Data:
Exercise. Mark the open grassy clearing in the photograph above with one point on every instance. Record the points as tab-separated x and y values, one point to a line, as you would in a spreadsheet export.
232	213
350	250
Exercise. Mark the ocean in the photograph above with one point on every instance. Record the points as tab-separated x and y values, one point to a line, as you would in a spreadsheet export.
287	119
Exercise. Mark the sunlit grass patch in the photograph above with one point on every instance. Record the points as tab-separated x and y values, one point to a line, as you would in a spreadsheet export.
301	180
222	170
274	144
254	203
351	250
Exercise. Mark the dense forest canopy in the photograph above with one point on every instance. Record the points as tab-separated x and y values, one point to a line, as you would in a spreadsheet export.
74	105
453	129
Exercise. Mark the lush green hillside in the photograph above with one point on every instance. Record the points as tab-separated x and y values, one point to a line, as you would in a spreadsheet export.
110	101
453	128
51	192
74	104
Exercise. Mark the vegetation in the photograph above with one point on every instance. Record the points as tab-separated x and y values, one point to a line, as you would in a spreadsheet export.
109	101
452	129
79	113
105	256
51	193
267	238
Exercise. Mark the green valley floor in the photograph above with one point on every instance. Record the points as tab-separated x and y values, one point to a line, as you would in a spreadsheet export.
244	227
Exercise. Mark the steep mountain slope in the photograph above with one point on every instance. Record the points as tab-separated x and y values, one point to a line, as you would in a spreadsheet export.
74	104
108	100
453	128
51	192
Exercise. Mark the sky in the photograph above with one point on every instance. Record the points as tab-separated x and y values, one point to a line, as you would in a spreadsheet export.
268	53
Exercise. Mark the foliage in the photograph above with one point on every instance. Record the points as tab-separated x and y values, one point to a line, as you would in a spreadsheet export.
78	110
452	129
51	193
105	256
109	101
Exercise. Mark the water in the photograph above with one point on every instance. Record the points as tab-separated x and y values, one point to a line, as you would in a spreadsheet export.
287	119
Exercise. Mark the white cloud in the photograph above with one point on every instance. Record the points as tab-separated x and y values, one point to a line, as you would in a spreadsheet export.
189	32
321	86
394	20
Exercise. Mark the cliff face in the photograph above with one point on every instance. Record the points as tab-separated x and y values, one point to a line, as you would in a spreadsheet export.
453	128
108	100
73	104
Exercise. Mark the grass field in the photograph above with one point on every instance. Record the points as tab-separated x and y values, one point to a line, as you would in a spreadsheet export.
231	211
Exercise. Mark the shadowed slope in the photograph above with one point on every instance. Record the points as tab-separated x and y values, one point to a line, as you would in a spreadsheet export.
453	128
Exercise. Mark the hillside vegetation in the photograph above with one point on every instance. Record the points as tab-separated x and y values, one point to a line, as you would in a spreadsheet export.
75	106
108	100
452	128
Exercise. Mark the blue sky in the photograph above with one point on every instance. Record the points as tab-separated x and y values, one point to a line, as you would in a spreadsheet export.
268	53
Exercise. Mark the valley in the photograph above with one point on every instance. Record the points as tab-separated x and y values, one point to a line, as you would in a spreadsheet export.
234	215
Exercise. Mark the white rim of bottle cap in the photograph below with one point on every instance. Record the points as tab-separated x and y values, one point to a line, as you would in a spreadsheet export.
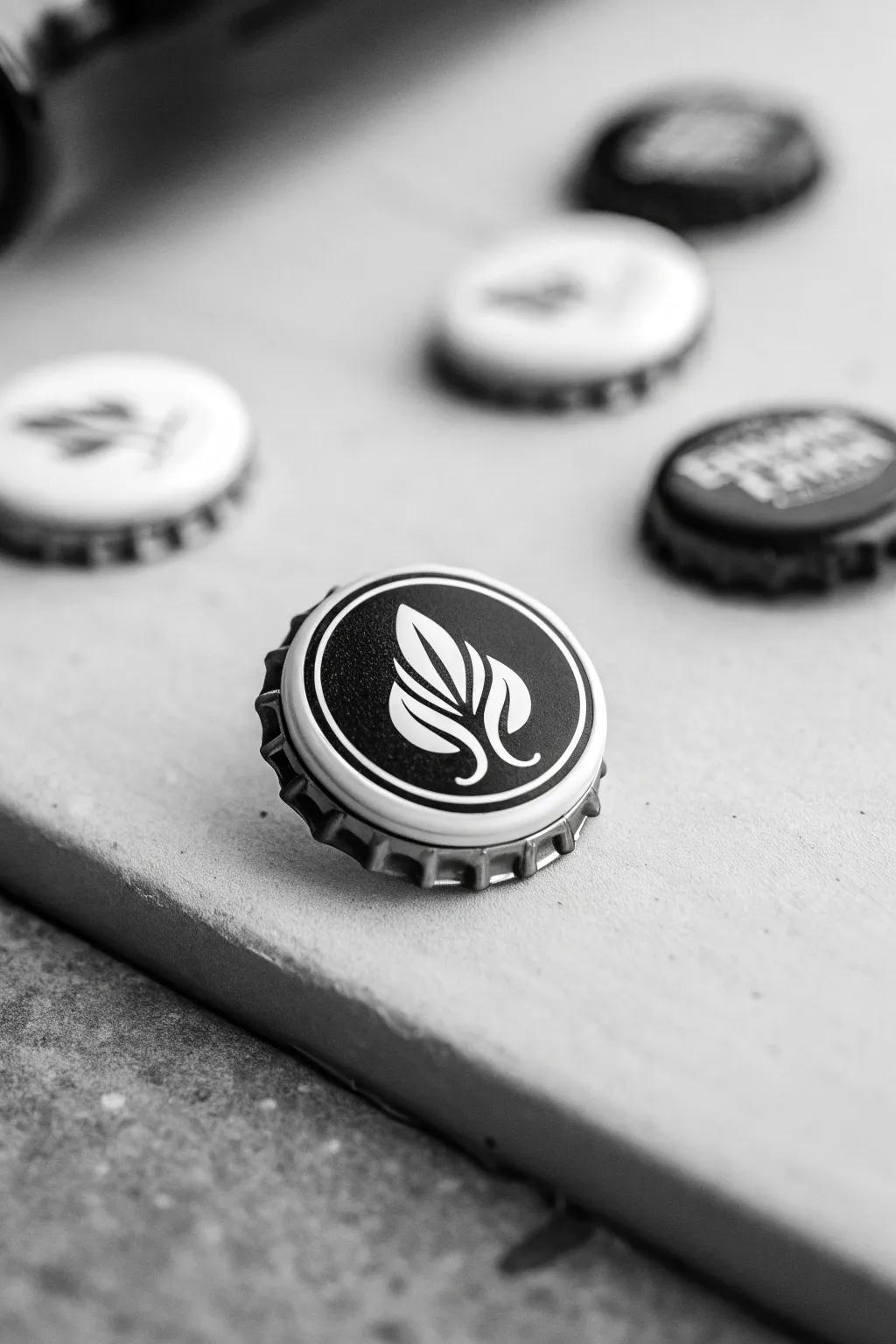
389	796
577	303
112	441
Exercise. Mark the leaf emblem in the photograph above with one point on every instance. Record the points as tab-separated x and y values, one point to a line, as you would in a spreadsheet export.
546	298
101	425
446	699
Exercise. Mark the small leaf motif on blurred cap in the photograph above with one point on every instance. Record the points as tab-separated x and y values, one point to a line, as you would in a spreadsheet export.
446	697
103	425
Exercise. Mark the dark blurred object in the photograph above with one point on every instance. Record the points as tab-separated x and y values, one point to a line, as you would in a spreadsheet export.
42	43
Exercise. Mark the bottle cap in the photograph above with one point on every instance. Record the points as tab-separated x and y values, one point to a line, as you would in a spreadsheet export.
702	158
584	310
117	456
778	499
436	726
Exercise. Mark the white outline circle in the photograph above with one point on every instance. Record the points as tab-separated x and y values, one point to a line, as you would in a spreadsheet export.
374	802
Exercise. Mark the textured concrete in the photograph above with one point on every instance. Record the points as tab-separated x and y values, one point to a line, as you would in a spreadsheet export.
165	1176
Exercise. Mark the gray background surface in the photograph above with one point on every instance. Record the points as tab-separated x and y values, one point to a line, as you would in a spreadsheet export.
690	1023
165	1176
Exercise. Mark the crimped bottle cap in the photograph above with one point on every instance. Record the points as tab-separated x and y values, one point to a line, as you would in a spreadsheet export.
778	499
702	158
437	724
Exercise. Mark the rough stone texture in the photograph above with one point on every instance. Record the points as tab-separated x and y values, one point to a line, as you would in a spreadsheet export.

What you will do: In your answer, repeat all the entries exactly, but leave out the pictures.

Output:
Exercise. Mark the open grassy clearing in the photograph above with one point on every instance. Record the points as tab-separated x and y values, one point to a line, as you would in a spreadsheet export.
232	213
350	250
Exercise. Mark the ocean in the photograph above with one point on every instance. Record the points as tab-separated x and y values, one point to a line, as you would in a spreadsheet export.
287	119
Exercise. Mark the sunlit grass patch in the photograph above with one point on every instance. Record the points as tab-separated x and y values, one point to a line, as you would in a spreadsheet export.
301	180
222	170
274	144
254	203
351	250
Exercise. Mark the dense forest canopy in the photograph above with one point on every instance. Record the points as tab-separated x and y values, one point to a line, as you would in a spreadsheet export.
74	105
453	129
Exercise. Mark the lush green hillside in the photograph above with one point on every instance. Record the points as tab-separated x and y values, one point to a line, as you would in a spreadsheet export.
110	101
453	128
51	192
74	104
Exercise. Mark the vegetation in the photograph above with one point on every instance. Record the points as tab-separated x and y values, one point to a line, as you would in a spreadsheet export.
109	101
452	129
79	113
105	256
51	193
267	238
Exercise. Mark the green valley floor in the photograph above with one point on every instance. Record the points as tab-separated x and y values, one point to a line, as you would in a spreadsheet export.
244	227
Exercise. Mark the steep mountain slope in the photograph above with one point on every instance. Record the points as tab-separated x and y values, one point to a line, as you would in a spreadsheet export.
74	104
108	100
453	128
51	192
Exercise. Mark the sky in the photograph above with one point on every instance. Record the points as tab-separated x and y values, one point to a line, as you would in a spreadsheet export.
268	53
Exercise. Mark the foliage in the photograph above with one point on every instance. Record the points as tab-separated x and y values, one point to a line, as you would in a spreadsheet export.
78	110
452	129
51	193
105	256
109	101
Exercise. Mark the water in the photograph above with one point on every instance. Record the points as tab-separated x and y values, one point to a line, as you would in a spreadsheet export.
287	119
Exercise. Mark the white cloud in the photograph above with one point on every instance. Record the points as tab-separated x and y values, one point to a line, as you would in a spreadsheet export.
189	32
321	86
394	20
Exercise. Mark the cliff face in the photograph above with one point on every instance. Record the points as tab-separated x and y values, one point to a line, as you would in a spreadsheet export.
453	128
108	100
73	104
Exercise. Mark the grass field in the photograph above with one point on every instance. Record the points as tab-separated x and y values, one point to a line, as you would in a spreadsheet export.
231	211
Exercise. Mark the shadowed slope in the photograph above with one point on every instance. Record the points as tab-separated x and y values, one point to a line, as you would in a spreadsheet export.
453	128
Exercise. Mark the hillside vegetation in the photograph above with one point on every instance. Record the points as tab-separated x and y values, one point to a line, as you would in a spreadsheet export.
75	106
108	100
452	128
Exercise. Mark the blue sky in the photograph above with one point on every instance. Record the points as tab-separated x and y values, one point to a line, as you would in a spreadsheet export.
268	53
Exercise. Mark the valley in the photograph above with one point on every instance. Record the points as tab-separated x and y values, one point to a line, as you would in a spreadsheet export.
234	215
Exercise. Mark the white rim of bottle cap in the photograph below with one point on every instance. Record the points as tab-separated x and y values, one point to a line, as you would in a spreadsheet export.
389	796
577	303
112	441
Exercise. Mark the leaf emblem in the photograph above with one point on every instance. Record the points as tab-separated x and y values, one point to a line, as you would in a spreadsheet export.
546	298
101	425
446	699
Exercise. Mark the small leaf motif on blurred cap in the photograph above with one point on every instance. Record the points as tab-separated x and y values, one point to a line, as you would in a spreadsheet export.
446	697
103	425
Exercise. Mark the dark blurred object in the photograph above with one point on every instance. Record the points as tab-separated x and y values, one point to a line, as you would in a spreadsheet export.
42	43
Exercise. Mark the bottle cap in the photograph above with one point on every instance. Record the points as tab-separated x and y values, one point to a line, as you would in a spreadsheet export.
702	158
584	310
117	456
778	499
436	726
Exercise. Mark the white outline circle in the photograph above with one point on every instance. Record the points as tab-separated x and y values, one point to a line, as you would in a spreadsheet export.
374	802
Exercise. Mark the textured concrete in the photograph above with one point on every instance. Record the points as tab-separated x and y values, one point to a line, as you would in a spreadsheet export.
165	1176
Exercise. Mark the gray background surface in the photograph above with one point on every instance. Record the points as tab-separated x and y values, one point to a line, as you would in a spreadsheet export.
690	1023
165	1176
Exercise. Mark the crimped bottle cap in the photograph above with one point on every instance. Record the points as tab-separated x and y values, one point to a line, as you would in a spreadsheet export.
778	499
702	158
437	724
Exercise. Mark the rough stone texture in the photograph above with one point on every instance. Record the points as tab-separated x and y values, one point to a line, as you would in a spreadsheet export.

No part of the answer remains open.